### [Task requirements]
Starting at the first of the items and ending at the line that contains "point(237, 214)", rewrite those lines with the requests included. Multiply each point coordinate in the answers by 0.35 and round to whole numbers with halves going up, but leave the numbers in the requests unchanged.

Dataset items

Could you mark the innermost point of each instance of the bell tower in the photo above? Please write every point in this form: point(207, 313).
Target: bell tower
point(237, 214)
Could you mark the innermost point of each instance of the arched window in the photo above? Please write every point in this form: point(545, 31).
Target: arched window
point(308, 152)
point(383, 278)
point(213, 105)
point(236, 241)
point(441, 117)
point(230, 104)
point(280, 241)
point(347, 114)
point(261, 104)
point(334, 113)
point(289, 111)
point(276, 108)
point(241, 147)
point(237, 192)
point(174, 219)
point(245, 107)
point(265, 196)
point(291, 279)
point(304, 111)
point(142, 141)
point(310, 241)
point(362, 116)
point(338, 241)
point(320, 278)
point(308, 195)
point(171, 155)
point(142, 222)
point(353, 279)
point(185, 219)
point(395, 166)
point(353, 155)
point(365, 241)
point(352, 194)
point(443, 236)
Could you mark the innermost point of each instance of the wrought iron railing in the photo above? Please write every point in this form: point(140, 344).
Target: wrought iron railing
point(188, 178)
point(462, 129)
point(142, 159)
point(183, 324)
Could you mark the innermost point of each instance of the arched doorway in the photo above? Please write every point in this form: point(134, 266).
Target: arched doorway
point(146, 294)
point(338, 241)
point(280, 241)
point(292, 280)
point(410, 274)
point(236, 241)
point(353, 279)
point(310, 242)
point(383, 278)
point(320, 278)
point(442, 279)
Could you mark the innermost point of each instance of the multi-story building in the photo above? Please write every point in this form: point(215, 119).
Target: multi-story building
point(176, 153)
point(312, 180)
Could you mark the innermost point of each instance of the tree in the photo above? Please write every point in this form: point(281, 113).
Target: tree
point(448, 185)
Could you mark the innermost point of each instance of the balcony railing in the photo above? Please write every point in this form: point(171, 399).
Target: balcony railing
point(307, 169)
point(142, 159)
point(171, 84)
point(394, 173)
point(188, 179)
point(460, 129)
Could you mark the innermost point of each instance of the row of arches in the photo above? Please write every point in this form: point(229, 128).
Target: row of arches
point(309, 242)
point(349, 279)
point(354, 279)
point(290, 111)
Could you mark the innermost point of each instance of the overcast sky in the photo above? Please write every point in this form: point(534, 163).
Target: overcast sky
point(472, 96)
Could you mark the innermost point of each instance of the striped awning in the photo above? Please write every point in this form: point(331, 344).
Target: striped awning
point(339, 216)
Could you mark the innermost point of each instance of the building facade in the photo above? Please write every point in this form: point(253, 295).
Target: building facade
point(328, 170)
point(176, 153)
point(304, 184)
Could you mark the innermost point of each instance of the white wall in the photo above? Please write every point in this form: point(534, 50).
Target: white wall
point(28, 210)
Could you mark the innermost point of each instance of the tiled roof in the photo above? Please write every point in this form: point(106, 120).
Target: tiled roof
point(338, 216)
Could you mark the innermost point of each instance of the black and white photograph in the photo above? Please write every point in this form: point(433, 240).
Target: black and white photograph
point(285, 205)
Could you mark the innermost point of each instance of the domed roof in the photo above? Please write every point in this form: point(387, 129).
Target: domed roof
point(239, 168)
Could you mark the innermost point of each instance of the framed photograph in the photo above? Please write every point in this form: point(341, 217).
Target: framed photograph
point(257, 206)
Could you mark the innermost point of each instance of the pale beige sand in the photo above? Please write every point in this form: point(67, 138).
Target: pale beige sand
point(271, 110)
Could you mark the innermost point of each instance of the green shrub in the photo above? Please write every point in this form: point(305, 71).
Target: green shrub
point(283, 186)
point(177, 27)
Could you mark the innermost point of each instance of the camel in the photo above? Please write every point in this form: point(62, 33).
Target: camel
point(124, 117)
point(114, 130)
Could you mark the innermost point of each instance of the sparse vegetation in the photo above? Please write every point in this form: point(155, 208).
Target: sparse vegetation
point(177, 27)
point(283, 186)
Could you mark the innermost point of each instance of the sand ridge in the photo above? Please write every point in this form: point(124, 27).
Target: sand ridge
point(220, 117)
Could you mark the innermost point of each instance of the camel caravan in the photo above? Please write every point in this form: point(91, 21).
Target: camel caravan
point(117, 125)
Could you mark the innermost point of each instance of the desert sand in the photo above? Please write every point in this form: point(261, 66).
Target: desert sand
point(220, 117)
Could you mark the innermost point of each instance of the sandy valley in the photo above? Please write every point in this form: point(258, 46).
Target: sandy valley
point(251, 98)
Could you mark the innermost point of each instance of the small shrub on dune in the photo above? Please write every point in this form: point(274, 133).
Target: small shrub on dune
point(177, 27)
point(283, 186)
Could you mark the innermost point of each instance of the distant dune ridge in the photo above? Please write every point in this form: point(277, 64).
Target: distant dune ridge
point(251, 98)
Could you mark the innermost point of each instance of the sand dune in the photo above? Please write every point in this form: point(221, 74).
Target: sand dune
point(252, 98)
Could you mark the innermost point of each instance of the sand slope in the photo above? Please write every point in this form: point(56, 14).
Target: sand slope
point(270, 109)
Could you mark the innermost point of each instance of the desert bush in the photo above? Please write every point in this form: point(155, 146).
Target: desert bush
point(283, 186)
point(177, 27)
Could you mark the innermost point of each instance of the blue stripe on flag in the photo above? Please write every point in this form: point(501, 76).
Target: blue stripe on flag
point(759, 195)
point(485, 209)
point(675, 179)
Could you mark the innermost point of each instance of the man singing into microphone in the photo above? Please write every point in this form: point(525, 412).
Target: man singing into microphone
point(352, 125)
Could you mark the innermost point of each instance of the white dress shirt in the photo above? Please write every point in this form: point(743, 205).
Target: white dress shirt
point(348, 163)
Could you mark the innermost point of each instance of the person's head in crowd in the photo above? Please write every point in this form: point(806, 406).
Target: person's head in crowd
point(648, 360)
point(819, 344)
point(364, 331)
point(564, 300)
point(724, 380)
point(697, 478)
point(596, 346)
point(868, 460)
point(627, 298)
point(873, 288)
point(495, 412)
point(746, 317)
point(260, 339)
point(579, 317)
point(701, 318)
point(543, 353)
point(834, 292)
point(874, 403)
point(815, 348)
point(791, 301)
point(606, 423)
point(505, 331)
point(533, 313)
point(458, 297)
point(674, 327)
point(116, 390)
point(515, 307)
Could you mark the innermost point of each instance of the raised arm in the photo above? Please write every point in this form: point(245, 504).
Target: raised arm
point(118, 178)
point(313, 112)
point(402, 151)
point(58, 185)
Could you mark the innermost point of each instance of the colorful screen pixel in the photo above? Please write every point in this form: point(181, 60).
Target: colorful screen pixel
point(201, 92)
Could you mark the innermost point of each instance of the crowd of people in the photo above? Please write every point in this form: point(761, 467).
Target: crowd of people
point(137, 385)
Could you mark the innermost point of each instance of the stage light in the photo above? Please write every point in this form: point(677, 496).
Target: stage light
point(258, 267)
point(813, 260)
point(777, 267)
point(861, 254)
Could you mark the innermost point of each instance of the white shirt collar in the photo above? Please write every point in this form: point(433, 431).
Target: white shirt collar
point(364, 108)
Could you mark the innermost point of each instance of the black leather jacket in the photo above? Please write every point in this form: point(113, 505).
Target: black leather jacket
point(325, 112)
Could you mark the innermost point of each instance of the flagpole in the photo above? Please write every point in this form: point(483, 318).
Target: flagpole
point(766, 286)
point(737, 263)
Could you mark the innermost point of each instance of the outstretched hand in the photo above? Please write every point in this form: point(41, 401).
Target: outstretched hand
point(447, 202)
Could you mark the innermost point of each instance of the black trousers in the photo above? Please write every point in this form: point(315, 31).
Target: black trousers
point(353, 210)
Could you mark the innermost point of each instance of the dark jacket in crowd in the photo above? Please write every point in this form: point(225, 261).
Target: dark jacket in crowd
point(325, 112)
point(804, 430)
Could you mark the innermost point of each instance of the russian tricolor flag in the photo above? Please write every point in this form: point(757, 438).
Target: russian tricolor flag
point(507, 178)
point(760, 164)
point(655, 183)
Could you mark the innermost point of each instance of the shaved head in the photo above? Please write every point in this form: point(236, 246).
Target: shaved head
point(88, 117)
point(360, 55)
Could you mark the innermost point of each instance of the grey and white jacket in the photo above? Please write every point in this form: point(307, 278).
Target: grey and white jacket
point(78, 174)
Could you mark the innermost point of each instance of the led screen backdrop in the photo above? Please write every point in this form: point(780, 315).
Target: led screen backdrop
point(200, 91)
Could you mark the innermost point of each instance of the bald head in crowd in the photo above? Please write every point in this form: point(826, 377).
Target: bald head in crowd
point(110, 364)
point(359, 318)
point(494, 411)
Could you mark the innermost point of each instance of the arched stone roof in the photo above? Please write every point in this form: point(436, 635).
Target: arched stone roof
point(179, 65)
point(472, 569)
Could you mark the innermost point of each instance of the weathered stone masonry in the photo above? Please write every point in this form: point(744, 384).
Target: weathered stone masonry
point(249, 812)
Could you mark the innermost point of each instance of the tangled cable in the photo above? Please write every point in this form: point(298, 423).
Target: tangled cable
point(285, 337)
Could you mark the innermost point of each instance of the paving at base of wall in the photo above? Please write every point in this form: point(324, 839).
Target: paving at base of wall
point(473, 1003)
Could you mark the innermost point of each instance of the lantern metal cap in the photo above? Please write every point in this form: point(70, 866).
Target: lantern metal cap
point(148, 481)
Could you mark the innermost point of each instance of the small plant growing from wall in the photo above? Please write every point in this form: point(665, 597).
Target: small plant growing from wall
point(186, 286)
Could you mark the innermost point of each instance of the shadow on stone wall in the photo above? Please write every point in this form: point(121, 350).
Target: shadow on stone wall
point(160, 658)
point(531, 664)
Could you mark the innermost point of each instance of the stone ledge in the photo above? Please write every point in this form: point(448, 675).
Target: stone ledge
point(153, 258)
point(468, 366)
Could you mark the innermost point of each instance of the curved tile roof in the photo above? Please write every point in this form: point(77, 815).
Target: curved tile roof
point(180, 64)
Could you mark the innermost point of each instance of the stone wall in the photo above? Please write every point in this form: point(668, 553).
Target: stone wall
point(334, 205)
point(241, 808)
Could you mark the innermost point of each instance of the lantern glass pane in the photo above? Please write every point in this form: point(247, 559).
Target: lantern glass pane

### [Written answer]
Could you mark the innermost point of each instance of the bell tower in the photo above? Please write every point in this form: point(207, 313).
Target: bell tower
point(83, 75)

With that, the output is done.